▸ The task
Duplicate the entries word for word, starting at the first line of the entries and ending at the line that contains "pixel 86 248". Include both of those lines.

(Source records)
------------------------------------------------------------

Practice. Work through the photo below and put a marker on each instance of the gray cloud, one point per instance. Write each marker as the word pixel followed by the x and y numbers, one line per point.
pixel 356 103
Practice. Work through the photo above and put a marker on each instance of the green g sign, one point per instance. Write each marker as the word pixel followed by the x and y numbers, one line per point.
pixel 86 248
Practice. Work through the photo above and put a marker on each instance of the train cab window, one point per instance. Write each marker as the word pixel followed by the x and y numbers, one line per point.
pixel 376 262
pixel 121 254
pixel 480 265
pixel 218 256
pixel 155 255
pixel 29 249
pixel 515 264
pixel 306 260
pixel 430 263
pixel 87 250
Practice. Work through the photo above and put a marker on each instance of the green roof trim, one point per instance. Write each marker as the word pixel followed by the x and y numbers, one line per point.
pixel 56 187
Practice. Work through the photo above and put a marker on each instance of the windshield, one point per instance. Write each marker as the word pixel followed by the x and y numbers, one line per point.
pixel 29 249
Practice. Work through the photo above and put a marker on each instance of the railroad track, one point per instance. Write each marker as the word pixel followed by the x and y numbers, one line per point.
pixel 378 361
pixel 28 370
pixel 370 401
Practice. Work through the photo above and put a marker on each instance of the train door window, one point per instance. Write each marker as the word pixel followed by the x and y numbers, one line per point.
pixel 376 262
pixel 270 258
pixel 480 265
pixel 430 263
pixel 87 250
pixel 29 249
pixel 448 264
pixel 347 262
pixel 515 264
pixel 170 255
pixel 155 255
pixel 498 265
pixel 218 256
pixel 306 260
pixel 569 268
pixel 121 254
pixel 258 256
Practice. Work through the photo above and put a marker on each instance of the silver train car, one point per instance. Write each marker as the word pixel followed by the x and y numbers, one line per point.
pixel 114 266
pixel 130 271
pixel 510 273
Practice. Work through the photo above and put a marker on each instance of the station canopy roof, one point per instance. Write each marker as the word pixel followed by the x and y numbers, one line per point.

------------------------------------------------------------

▸ Response to this task
Practice. Work through the photo below and put a marker on each instance of the gray cloud, one point per instance. Write each marker as the word pixel followed by the x and y numbers, one line per point.
pixel 356 103
Practice. Work through the photo above and put a marker on each instance of the green g sign, one point per instance. Write each marker as the word pixel followed by the x and y numbers, one line per point.
pixel 86 248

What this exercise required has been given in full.